[Start of DOCUMENT]
Long Polling and Batch Operations

Short polling returns immediately even when the queue is empty, which wastes money and API calls. Long polling waits up to 20 seconds for a message to arrive. Always use long polling.

// Long polling is set per-receive or as a queue attribute
var params = {
  QueueUrl: QUEUE_URL,
  WaitTimeSeconds: 20, // 0 = short polling, 1-20 = long polling
  MaxNumberOfMessages: 10
};

Batch operations reduce API calls and cost. You can send or delete up to 10 messages in a single request.

var { SendMessageBatchCommand, DeleteMessageBatchCommand } = require("@aws-sdk/client-sqs");

function sendBatch(messages) {
  var entries = messages.map(function(msg, index) {
    return {
      Id: "msg_" + index,
      MessageBody: JSON.stringify(msg.body),
      MessageAttributes: msg.attributes || {},
      DelaySeconds: msg.delay || 0
    };
  });

  // SQS batch limit is 10 messages
  var batches = [];
  for (var i = 0; i < entries.length; i += 10) {
    batches.push(entries.slice(i, i + 10));
  }

  var promises = batches.map(function(batch) {
    return sqs.send(new SendMessageBatchCommand({
      QueueUrl: QUEUE_URL,
      Entries: batch
    }));
  });

  return Promise.all(promises).then(function(results) {
    var failed = [];
    results.forEach(function(result) {
      if (result.Failed && result.Failed.length > 0) {
        failed = failed.concat(result.Failed);
      }
    });

    if (failed.length > 0) {
      console.error("Failed to send", failed.length, "messages");
    }

    return results;
  });
}

function deleteBatch(messages) {
  var entries = messages.map(function(msg, index) {
    return {
      Id: "msg_" + index,
      ReceiptHandle: msg.ReceiptHandle
    };
  });

  return sqs.send(new DeleteMessageBatchCommand({
    QueueUrl: QUEUE_URL,
    Entries: entries
  }));
}

Dead Letter Queues

A dead letter queue (DLQ) catches messages that fail processing repeatedly. Without a DLQ, poison messages cycle forever through your queue, burning compute and hiding the problem.

// Create the DLQ first
function setupDeadLetterQueue() {
  return createStandardQueue("orders-dlq").then(function(dlqResult) {
    var dlqUrl = dlqResult.QueueUrl;

    // Get the DLQ ARN
    var { GetQueueAttributesCommand } = require("@aws-sdk/client-sqs");

    return sqs.send(new GetQueueAttributesCommand({
      QueueUrl: dlqUrl,
      AttributeNames: ["QueueArn"]
    })).then(function(attrs) {
      var dlqArn = attrs.Attributes.QueueArn;

      // Create the main queue with the redrive policy
      return sqs.send(new CreateQueueCommand({
        QueueName: "orders-queue",
        Attributes: {
          RedrivePolicy: JSON.stringify({
            deadLetterTargetArn: dlqArn,
            maxReceiveCount: "3" // move to DLQ after 3 failed attempts
          }),
          VisibilityTimeout: "30",
          ReceiveMessageWaitTimeSeconds: "20"
[End of DOCUMENT]
[Start of RAW DATA]
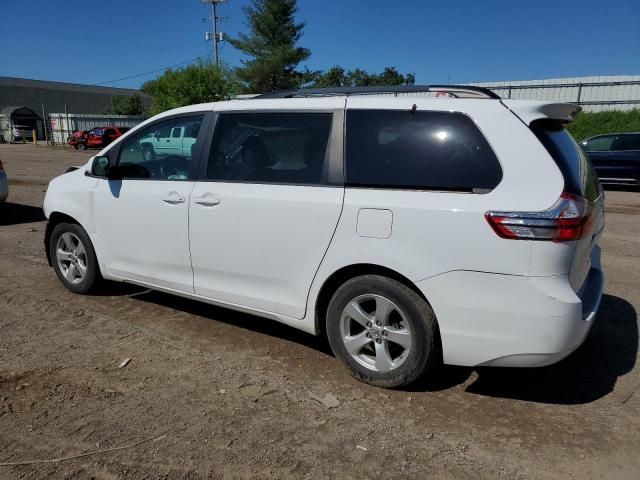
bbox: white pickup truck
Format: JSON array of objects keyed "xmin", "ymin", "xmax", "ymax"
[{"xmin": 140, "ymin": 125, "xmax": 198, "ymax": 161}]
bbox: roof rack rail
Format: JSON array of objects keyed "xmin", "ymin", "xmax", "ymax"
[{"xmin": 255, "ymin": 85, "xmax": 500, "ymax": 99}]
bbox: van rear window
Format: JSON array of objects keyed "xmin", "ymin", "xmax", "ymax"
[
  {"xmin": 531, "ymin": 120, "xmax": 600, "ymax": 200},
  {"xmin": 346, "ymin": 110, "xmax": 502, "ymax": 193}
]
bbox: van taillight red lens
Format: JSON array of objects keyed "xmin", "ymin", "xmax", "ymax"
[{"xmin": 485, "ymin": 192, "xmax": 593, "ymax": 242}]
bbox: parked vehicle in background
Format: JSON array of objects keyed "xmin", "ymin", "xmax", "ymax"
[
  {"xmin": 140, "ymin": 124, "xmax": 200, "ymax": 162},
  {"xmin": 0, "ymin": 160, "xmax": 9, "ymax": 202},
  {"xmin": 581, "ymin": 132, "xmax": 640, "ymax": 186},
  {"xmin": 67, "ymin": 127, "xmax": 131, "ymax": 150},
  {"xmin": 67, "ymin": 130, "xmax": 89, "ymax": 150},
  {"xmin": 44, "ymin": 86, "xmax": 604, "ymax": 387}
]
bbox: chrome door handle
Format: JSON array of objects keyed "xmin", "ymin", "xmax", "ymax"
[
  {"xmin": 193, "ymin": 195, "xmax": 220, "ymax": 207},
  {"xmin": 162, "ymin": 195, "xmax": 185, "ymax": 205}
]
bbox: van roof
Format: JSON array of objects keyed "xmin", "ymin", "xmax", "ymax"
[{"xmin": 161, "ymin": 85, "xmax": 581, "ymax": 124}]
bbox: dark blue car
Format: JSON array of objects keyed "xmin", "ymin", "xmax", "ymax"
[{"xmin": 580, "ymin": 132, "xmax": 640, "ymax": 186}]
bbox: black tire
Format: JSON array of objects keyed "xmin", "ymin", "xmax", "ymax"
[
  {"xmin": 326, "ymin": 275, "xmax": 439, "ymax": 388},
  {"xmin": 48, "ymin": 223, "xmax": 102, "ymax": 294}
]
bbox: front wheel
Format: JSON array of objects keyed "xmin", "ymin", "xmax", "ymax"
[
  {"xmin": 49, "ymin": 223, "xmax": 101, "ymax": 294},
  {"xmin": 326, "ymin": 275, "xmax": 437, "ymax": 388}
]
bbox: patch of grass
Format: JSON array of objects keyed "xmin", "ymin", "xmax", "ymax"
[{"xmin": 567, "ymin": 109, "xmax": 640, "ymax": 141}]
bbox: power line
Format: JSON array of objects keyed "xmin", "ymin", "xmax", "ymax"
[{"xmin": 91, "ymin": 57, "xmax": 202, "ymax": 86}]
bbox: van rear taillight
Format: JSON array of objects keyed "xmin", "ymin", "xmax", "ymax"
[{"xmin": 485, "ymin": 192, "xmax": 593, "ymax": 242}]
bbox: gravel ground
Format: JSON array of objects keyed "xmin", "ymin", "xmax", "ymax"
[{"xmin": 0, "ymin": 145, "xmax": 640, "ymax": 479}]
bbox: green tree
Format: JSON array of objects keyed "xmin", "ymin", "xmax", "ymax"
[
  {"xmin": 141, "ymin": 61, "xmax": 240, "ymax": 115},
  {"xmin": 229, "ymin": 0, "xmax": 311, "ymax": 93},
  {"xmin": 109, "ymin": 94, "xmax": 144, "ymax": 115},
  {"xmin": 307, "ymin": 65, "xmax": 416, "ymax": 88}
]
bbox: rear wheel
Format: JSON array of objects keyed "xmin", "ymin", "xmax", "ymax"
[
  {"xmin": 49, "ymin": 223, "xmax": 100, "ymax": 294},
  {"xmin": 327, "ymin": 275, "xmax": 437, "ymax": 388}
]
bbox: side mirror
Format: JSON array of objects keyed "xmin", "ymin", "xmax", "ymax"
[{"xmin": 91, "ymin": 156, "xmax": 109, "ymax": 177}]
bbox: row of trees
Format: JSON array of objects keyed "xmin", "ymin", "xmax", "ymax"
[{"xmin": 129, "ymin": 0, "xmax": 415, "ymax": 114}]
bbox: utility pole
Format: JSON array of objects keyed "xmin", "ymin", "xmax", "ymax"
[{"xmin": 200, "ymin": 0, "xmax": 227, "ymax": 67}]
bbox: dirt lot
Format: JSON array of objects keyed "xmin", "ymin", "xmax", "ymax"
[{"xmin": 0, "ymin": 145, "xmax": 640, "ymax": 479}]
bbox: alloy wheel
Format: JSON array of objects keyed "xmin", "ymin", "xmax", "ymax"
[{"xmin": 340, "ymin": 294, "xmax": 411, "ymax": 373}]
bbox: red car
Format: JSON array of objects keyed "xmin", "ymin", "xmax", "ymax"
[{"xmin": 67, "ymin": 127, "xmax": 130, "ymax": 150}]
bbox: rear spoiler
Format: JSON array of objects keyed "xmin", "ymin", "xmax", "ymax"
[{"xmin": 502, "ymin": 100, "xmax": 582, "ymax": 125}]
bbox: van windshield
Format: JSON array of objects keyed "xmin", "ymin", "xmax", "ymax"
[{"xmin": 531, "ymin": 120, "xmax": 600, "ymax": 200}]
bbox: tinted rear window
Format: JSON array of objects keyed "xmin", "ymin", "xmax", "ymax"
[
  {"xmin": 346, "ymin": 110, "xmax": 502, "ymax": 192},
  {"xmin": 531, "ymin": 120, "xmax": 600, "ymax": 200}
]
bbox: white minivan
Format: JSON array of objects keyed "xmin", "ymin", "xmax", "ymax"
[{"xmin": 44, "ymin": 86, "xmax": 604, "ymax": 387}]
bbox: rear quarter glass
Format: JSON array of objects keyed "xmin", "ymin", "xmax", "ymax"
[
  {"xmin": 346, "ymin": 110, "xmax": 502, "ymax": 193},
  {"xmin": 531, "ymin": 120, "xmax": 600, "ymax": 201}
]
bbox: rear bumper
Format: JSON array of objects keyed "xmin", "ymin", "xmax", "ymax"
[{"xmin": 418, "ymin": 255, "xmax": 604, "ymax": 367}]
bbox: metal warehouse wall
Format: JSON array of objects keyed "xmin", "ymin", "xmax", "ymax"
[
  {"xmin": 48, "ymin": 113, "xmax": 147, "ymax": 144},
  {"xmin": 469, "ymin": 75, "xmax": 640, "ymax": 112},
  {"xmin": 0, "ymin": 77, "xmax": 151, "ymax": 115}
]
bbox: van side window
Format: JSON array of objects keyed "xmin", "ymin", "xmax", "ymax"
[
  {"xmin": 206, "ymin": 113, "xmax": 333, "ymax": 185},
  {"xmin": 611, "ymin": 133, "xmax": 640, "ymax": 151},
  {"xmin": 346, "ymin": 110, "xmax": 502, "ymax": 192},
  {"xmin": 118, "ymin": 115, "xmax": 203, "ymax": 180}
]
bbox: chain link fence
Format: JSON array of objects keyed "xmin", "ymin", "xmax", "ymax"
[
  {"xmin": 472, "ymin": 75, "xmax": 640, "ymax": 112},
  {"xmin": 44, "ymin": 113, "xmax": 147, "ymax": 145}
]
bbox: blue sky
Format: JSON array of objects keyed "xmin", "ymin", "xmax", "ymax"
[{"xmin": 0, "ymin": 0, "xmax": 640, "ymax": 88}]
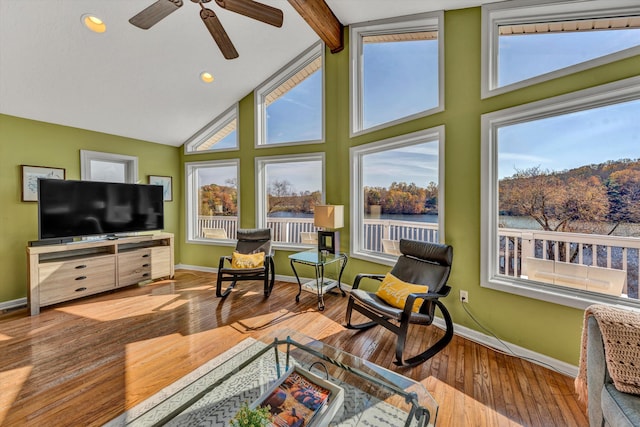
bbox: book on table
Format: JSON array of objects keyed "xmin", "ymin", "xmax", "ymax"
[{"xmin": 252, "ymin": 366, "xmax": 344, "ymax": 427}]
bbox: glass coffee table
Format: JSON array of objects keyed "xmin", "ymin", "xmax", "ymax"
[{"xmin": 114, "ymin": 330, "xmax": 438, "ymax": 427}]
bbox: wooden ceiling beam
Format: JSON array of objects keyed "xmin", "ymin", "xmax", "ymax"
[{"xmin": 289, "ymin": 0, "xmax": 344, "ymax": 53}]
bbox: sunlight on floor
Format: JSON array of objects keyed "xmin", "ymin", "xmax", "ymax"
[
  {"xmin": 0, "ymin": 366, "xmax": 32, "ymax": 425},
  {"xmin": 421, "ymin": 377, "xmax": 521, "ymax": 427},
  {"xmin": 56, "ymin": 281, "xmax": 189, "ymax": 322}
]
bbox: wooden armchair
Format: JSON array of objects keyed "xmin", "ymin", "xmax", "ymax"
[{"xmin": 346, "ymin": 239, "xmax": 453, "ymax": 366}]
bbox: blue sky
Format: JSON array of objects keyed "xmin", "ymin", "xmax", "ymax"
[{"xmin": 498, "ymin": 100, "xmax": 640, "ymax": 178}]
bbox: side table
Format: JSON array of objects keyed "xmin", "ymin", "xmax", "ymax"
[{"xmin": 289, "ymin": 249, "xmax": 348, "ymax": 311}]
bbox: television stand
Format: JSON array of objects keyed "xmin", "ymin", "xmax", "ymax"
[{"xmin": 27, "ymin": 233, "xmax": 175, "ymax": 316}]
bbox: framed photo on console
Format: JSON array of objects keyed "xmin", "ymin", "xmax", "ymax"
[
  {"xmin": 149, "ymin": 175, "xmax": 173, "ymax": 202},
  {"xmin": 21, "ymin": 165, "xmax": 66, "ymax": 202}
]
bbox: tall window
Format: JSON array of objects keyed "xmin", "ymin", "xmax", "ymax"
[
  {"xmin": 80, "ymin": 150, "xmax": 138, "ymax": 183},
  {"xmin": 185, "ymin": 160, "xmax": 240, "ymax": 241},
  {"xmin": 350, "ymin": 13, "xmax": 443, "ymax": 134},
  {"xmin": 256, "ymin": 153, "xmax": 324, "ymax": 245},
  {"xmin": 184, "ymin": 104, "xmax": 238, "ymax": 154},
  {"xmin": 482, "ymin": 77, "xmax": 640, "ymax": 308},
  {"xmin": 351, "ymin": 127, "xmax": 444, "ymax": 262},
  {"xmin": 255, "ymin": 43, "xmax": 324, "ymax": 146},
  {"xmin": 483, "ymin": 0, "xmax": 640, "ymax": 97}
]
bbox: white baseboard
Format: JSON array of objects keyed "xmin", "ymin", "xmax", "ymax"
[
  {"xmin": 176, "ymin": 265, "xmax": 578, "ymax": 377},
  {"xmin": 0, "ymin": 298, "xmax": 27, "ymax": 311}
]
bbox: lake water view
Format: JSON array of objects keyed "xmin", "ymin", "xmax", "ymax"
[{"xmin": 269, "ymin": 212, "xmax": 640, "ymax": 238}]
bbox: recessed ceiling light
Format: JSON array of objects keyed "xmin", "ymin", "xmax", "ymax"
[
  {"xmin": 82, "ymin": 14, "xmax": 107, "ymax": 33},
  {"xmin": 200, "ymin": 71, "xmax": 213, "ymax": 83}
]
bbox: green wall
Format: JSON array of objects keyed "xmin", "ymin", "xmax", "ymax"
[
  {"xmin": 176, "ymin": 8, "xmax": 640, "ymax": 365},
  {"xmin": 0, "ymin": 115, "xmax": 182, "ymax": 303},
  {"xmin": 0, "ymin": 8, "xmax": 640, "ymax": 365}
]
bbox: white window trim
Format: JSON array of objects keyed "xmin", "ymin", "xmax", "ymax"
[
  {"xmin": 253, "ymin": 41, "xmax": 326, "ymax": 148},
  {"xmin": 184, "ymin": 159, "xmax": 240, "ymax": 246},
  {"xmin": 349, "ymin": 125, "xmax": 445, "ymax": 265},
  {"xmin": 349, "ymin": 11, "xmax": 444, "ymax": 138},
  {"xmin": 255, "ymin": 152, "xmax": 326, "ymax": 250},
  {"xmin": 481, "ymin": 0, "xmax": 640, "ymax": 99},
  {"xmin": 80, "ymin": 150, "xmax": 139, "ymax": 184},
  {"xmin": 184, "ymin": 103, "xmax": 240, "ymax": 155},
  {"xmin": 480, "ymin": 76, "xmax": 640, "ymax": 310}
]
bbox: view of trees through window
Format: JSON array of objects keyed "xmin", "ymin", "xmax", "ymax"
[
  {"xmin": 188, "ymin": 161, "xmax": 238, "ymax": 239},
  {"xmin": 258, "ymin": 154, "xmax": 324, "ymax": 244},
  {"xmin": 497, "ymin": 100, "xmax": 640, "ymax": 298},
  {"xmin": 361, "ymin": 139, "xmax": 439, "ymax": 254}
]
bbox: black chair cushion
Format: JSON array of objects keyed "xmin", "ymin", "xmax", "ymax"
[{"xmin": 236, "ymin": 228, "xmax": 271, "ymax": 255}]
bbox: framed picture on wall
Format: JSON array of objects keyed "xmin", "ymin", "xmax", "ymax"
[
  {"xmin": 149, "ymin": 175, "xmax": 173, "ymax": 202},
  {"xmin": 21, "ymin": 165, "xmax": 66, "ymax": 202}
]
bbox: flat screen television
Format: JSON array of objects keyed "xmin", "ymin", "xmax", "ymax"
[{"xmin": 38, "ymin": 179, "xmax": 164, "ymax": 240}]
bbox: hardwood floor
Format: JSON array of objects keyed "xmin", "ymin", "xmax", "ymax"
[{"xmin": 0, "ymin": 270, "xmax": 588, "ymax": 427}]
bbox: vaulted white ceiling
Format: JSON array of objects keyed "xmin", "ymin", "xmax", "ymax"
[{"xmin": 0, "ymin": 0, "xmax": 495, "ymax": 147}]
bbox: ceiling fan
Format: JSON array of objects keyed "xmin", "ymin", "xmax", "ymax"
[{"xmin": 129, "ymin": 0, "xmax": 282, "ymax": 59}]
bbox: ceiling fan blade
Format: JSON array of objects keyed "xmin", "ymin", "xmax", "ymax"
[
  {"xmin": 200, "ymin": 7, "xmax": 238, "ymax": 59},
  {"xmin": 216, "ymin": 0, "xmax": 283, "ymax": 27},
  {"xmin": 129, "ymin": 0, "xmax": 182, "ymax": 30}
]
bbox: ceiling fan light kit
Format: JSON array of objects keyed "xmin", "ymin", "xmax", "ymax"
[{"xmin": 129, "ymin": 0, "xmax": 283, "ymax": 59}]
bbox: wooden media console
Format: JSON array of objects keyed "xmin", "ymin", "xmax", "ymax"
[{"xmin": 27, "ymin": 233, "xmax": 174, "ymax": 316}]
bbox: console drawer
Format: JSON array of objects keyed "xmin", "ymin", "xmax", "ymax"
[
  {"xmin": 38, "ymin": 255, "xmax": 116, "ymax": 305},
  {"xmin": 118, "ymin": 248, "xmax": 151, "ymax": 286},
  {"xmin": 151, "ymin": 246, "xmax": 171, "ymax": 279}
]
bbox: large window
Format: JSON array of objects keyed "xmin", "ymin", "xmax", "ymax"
[End of RAW DATA]
● **WHAT YOU NEED TO DO**
Please say how long long polling waits for a message to arrive, according to the text on long polling. This listing has nothing to do with the text on long polling.

● **SOLUTION**
Up to 20 seconds.